> [Records]:
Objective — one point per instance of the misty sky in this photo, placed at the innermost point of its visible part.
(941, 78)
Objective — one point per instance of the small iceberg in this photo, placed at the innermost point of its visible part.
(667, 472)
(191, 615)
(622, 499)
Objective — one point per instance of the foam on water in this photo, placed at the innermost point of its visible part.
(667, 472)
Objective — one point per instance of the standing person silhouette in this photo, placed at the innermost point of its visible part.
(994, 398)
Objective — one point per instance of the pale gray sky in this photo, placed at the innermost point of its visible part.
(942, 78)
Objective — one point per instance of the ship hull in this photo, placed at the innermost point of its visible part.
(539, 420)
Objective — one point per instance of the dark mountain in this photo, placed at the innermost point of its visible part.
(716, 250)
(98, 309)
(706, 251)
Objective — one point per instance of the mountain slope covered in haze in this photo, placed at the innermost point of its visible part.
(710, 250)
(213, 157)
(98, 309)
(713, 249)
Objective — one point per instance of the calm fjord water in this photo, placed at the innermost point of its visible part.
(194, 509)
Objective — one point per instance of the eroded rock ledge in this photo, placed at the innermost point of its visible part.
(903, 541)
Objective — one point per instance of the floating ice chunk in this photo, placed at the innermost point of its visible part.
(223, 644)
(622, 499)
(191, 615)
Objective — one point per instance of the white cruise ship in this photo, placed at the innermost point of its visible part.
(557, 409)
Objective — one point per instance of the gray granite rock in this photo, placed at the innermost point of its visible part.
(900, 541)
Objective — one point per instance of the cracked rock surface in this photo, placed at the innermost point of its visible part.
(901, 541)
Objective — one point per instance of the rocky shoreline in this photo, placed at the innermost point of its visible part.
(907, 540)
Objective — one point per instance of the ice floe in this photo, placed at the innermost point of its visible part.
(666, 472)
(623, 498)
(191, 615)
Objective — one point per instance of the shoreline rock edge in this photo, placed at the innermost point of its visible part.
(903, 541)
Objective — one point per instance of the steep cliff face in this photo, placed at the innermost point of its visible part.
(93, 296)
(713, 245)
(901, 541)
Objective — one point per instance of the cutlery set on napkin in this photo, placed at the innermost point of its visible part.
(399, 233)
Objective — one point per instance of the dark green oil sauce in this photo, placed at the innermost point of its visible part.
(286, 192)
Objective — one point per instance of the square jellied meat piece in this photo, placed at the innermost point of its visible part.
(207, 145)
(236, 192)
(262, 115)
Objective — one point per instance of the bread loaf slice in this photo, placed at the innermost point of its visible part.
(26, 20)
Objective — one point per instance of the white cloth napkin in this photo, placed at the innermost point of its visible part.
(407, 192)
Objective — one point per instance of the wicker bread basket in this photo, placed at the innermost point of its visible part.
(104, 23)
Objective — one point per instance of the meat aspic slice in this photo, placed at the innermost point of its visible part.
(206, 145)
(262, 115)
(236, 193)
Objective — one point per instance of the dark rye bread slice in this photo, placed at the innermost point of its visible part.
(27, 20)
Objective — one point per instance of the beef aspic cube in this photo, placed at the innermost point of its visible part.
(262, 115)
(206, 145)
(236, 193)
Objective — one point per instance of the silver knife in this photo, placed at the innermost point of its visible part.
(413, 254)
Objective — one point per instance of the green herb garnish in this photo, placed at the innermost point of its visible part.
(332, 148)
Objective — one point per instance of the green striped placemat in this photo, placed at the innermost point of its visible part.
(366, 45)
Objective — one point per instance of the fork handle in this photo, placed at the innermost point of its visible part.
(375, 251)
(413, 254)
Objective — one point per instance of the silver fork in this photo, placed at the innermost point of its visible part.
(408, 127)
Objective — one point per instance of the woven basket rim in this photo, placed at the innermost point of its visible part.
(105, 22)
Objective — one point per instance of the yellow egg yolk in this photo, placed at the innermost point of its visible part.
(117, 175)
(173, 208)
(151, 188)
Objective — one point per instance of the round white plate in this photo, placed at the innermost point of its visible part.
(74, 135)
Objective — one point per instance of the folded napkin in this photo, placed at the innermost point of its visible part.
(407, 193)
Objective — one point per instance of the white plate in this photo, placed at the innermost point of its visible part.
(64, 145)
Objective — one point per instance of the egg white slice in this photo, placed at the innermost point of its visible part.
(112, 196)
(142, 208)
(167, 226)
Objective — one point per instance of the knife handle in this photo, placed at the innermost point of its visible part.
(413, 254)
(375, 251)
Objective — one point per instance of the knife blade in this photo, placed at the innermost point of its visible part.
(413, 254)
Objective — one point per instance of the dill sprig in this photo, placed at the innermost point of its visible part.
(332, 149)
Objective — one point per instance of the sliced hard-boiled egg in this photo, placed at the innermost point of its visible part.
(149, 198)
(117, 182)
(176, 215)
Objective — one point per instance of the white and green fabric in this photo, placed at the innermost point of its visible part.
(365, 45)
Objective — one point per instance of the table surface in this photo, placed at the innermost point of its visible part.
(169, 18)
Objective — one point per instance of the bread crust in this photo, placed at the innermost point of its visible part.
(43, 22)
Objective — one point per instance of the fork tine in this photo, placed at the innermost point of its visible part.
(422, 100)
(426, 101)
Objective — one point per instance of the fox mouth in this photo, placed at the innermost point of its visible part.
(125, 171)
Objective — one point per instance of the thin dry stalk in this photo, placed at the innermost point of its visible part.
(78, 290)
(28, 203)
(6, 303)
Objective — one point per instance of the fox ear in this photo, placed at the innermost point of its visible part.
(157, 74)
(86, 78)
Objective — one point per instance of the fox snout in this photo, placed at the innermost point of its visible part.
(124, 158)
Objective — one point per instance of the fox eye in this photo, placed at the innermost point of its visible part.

> [What this task involves]: Repeat the material above in full. Change no word.

> [Reply]:
Objective — one point per instance of the misty sky in this photo, placed at the innermost point of its visible part.
(941, 78)
Objective — one point per instance of the small iceberg in this photo, placed at the innermost point of its visible part.
(667, 472)
(191, 615)
(622, 499)
Objective — one point per instance of the foam on water in this photo, placed at the innermost point of its visible part.
(667, 472)
Objective — one point per instance of the standing person silhouette in this photo, placed at the innermost point of its visible part.
(994, 398)
Objective — one point per instance of the pale gray sky in this photo, placed at the innermost point of its visible part.
(942, 78)
Objective — one point per instance of the ship hull in this photo, placed at the innermost point of its visible part.
(539, 420)
Objective — one point per instance of the dark mountain in this photo, placed at the innermost point of its visible part.
(716, 250)
(98, 309)
(706, 251)
Objective — one point per instance of the mountain slope covered in haze in this photo, placed at the innermost point of its visible part.
(710, 250)
(213, 157)
(98, 309)
(713, 249)
Objective — one point per instance of the calm fjord water in this photo, placed at the innermost point of its visible part.
(194, 509)
Objective — one point per instance of the eroded rock ledge in this photo, placed at the innermost point of its visible part.
(903, 541)
Objective — one point per instance of the floating ice chunk in this photo, placed at the innermost point of its visible part.
(223, 644)
(622, 499)
(191, 615)
Objective — one point per instance of the white cruise ship in this photo, placed at the innermost point of its visible part.
(557, 409)
Objective — one point per instance of the gray granite rock in this photo, placed at the innermost point of its visible part.
(900, 541)
Objective — one point per instance of the cracked rock surface in this photo, placed at the innermost point of its visible part.
(901, 541)
Objective — one point per instance of the rocky shoreline in this photo, placed at the innermost point of its visible part.
(907, 540)
Objective — one point per instance of the ice floe in this photo, placed at the innermost point of its visible part.
(666, 472)
(623, 498)
(191, 615)
Objective — one point per instance of the shoreline rock edge in this photo, placed at the innermost point of its visible part.
(903, 541)
Objective — one point per instance of the steep cliff face in this photo, placed at the innermost point of its visible part.
(93, 296)
(713, 245)
(901, 541)
Objective — one point per instance of the cutlery set on napkin in this photo, placed at the innermost point of its visible part.
(399, 233)
Objective — one point per instance of the dark green oil sauce in this photo, placed at the innermost point of its visible part.
(286, 192)
Objective — one point per instance of the square jellied meat piece in this photo, placed at the innermost point of its visible part.
(207, 145)
(236, 192)
(262, 115)
Objective — one point per instance of the bread loaf slice in this photo, placed at the innermost point of its visible part.
(26, 20)
Objective — one point per instance of the white cloth napkin in this photo, placed at the innermost point of its visible part.
(407, 192)
Objective — one point per instance of the wicker bread basket in this photo, placed at the innermost point of its visible part.
(104, 23)
Objective — one point per instance of the meat aspic slice in this photo, placed at the innermost point of its visible part.
(206, 145)
(262, 115)
(236, 193)
Objective — one point per instance of the dark rye bread slice in this photo, placed at the innermost point of its visible part.
(27, 20)
Objective — one point per instance of the beef aspic cube in this photo, placed at the innermost point of its visible part.
(262, 115)
(206, 145)
(236, 193)
Objective — one point per instance of the silver knife in this photo, placed at the innermost point of its visible part.
(413, 254)
Objective — one point per instance of the green herb garnish in this photo, placed at the innermost point of its visible part.
(332, 148)
Objective — one point per instance of the green striped placemat in this photo, placed at the innermost point of its visible part.
(366, 45)
Objective — one point per instance of the fork handle in this photo, placed at the innermost point of its visible part.
(375, 251)
(413, 254)
Objective — one point per instance of the silver fork in this photo, placed at the innermost point of its visible part.
(408, 127)
Objective — one point per instance of the woven basket rim in this photo, placed at the innermost point of its visible part.
(105, 22)
Objective — one point per instance of the yellow egg yolk in this photo, placed at the innermost point of its visible part.
(117, 175)
(173, 208)
(151, 188)
Objective — one point per instance of the round white plate in this photo, placed at the innermost point of its visible part.
(74, 135)
Objective — one point per instance of the folded napkin in this photo, placed at the innermost point of its visible part.
(407, 193)
Objective — one point per instance of the white plate in this photo, placed at the innermost point of its visible part.
(64, 145)
Objective — one point per instance of the egg white slice in this photo, placed at the innermost point of its visible part.
(112, 196)
(142, 208)
(167, 226)
Objective — one point per instance of the knife handle in this photo, placed at the innermost point of its visible part.
(413, 254)
(375, 251)
Objective — one point per instance of the knife blade in this photo, placed at the innermost point of its visible part.
(413, 254)
Objective — one point per instance of the dill sprig in this photo, placed at the innermost point of its visible part.
(332, 149)
Objective — one point per instance of the sliced hard-boiled egg in this photo, placed at the innermost point of its visible part.
(149, 198)
(117, 182)
(176, 215)
Objective — one point per instance of the white and green fabric in this photo, placed at the innermost point of its visible part.
(365, 45)
Objective — one point per instance of the table surface in this photo, placed at the innermost point of its visible part.
(169, 18)
Objective — one point per instance of the bread crust in this photo, placed at the innermost point of its visible part.
(43, 22)
Objective — one point per instance of the fork tine in this photo, placed at the innermost point of its visible part.
(422, 100)
(426, 101)
Objective — one point per instance of the fox mouth in this photo, placed at the innermost point of its visible part.
(125, 171)
Objective — one point per instance of the thin dry stalk in this photo, placed at the innermost point of its visible part.
(78, 290)
(28, 203)
(6, 303)
Objective — one point per instance of the fox ear in this photo, placed at the innermost point of its visible part.
(157, 74)
(86, 78)
Objective — one point per instance of the fox snout in this photo, placed at the innermost point of its visible part.
(124, 158)
Objective — one point per instance of the fox eye in this photo, placed at the innermost point of its visible part.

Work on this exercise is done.